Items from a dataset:
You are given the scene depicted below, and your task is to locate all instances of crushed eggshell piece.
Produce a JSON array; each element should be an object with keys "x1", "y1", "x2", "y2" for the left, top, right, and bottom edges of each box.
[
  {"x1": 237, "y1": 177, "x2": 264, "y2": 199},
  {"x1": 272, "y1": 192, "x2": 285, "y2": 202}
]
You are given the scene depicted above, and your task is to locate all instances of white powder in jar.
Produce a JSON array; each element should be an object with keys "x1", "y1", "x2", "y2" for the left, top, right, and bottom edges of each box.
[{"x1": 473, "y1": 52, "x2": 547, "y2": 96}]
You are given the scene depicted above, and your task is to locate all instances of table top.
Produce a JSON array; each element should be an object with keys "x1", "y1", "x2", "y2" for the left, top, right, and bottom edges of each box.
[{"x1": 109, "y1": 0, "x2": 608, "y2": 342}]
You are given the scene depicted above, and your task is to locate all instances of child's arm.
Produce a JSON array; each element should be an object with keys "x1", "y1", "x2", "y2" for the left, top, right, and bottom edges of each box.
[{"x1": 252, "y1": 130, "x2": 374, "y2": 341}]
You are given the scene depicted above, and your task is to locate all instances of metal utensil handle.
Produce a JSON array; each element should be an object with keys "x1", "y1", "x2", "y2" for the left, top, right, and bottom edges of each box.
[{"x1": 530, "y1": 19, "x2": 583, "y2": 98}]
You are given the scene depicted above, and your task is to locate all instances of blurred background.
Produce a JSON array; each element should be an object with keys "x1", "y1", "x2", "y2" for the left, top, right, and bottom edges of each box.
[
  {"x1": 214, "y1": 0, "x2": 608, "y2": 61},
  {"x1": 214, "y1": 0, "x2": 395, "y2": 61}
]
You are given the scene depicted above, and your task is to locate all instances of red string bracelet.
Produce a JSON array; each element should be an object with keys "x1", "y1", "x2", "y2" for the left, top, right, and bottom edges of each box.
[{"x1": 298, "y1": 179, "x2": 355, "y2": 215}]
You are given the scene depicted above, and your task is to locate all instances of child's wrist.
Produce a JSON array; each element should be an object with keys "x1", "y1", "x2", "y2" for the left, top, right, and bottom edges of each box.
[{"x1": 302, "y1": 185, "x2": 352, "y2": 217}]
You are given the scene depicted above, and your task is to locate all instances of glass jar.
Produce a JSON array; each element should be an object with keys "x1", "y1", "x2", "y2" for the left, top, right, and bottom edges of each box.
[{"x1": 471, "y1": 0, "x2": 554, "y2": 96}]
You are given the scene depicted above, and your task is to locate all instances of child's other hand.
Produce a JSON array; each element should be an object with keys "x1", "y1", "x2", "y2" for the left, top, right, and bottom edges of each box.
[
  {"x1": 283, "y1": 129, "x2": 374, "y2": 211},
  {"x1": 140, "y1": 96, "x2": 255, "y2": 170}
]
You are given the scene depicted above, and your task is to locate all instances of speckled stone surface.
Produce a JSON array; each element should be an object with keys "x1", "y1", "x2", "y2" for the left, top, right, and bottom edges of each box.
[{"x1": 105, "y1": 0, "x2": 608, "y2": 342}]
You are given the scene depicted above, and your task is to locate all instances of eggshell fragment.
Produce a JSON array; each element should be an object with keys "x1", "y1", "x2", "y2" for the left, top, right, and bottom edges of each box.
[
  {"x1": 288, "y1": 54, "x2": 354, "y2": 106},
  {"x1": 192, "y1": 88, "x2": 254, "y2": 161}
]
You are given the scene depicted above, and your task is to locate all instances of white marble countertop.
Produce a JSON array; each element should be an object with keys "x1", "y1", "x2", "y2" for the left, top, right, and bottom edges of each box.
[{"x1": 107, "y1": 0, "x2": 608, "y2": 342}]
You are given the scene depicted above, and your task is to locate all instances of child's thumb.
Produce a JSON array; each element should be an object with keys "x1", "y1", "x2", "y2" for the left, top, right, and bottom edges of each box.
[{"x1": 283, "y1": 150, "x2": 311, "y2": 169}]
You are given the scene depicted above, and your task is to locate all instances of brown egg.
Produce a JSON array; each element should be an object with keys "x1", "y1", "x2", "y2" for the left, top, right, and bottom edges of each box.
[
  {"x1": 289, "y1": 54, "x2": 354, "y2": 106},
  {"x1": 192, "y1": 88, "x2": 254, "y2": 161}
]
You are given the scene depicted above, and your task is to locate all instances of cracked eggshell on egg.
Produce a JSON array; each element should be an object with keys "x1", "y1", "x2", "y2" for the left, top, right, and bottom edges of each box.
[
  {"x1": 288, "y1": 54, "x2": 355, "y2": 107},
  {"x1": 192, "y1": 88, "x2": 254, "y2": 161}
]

■ **DIRECTIVE**:
Which lines in the rows above contain the word "white"? List each of them in full.

■ **RESPONSE BELOW**:
You are given the scene depicted above, and your task is to locate all instances of white powder in jar.
You are given the scene depicted above, and your task is to locate all instances of white marble countertop.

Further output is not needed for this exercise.